What this task involves: Duplicate the lines of the listing below without any change, beginning at the line containing "A test script needs to locate the white button-up" and continuing through the line containing "[186,328,282,535]", both included.

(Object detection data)
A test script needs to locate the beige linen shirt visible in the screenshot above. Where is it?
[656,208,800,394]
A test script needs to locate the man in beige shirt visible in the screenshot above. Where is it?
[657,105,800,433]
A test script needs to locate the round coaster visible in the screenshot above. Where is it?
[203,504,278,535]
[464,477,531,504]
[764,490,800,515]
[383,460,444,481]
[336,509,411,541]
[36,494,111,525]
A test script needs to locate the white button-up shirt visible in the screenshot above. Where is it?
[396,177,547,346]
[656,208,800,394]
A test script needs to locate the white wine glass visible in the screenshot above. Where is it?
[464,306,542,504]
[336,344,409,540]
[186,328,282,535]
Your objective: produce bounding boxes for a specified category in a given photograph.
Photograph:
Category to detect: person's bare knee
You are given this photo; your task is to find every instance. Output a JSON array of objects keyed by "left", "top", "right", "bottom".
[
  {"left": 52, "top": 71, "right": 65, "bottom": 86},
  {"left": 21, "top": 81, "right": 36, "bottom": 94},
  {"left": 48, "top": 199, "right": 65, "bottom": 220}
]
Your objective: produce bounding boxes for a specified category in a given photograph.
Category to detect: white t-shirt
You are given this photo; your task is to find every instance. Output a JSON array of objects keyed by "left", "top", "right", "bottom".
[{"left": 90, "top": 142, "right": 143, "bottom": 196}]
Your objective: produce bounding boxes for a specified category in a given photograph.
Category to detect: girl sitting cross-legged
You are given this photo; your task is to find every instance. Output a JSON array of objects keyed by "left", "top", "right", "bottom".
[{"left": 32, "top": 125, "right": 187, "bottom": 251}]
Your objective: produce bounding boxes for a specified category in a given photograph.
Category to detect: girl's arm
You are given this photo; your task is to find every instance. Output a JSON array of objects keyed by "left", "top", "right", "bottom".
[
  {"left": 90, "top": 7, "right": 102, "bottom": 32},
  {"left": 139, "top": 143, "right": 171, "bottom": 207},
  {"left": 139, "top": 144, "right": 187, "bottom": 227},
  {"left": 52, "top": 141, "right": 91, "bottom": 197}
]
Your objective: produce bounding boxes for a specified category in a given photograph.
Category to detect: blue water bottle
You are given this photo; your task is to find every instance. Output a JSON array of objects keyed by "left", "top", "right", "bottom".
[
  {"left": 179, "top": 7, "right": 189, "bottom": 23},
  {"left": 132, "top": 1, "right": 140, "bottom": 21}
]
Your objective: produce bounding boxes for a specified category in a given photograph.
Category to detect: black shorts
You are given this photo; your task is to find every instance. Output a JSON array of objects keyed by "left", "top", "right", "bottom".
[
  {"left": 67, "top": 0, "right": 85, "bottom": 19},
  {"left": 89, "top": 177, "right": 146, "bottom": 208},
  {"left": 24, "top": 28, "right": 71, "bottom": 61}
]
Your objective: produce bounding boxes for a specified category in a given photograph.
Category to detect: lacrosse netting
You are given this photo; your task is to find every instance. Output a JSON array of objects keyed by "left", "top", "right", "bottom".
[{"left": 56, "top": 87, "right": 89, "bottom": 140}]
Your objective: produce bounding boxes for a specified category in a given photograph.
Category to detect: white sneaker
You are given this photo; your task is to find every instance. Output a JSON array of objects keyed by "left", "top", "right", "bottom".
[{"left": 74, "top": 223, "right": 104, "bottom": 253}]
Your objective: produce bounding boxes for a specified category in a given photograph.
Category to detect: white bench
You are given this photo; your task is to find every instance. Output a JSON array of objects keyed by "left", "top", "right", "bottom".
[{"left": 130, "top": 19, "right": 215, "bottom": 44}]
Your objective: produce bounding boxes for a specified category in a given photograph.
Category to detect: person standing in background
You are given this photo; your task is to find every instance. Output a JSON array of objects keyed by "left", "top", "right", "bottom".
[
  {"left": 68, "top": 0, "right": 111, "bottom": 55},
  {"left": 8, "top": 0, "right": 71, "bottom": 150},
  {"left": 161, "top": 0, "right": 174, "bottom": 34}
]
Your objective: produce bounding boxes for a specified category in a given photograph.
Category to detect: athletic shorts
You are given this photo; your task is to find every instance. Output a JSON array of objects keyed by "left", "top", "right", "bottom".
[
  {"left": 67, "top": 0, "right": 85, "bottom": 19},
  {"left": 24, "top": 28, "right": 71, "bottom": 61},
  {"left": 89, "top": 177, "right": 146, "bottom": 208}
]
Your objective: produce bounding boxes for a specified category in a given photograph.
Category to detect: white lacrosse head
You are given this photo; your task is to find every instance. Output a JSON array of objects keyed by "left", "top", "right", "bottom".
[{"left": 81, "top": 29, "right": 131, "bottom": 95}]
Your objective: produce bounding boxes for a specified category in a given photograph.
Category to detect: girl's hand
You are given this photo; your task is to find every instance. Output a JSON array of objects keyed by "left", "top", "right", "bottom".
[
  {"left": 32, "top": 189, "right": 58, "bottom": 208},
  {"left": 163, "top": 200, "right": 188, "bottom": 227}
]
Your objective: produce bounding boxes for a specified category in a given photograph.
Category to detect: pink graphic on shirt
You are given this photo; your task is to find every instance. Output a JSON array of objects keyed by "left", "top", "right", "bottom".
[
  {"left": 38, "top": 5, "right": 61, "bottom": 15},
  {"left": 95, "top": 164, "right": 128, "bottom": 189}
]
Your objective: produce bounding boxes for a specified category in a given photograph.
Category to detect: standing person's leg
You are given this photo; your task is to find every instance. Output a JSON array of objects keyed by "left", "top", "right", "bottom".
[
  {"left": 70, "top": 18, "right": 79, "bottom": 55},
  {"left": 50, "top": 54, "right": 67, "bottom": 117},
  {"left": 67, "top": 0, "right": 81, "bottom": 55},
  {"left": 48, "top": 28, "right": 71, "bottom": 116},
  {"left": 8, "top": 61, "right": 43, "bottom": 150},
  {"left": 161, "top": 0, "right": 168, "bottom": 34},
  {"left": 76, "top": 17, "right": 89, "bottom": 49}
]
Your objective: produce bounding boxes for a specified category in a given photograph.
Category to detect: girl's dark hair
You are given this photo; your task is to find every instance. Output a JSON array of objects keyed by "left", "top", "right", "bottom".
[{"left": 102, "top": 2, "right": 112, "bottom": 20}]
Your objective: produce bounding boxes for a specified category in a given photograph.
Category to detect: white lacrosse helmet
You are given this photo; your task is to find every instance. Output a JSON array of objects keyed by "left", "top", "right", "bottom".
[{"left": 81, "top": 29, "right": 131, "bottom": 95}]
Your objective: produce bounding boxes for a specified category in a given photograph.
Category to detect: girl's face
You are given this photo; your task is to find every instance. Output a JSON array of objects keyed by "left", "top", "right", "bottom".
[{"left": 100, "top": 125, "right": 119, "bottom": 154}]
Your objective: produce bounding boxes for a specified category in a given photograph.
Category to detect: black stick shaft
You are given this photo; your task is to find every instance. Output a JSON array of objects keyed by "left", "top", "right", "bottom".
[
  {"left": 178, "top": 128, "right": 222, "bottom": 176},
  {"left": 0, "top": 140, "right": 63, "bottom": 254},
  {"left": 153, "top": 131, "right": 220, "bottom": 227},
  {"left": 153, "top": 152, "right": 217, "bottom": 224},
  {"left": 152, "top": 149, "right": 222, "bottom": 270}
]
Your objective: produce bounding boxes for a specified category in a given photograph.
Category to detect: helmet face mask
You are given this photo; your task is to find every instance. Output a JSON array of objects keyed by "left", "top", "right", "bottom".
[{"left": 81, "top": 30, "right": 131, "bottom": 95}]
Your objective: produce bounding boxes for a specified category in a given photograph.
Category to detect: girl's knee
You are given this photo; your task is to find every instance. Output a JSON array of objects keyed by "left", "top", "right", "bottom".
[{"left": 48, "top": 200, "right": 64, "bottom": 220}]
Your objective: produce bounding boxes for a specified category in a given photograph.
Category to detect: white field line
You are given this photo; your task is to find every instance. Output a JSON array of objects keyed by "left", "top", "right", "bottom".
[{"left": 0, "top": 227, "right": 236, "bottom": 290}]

Completed exercise:
A test script needs to locate the white button-up shirt visible in the screenshot above. Where is it?
[396,177,547,346]
[656,208,800,394]
A test script needs to locate the white wine glass visible in the screenshot above. Where is it?
[464,306,542,504]
[336,344,409,540]
[186,328,282,535]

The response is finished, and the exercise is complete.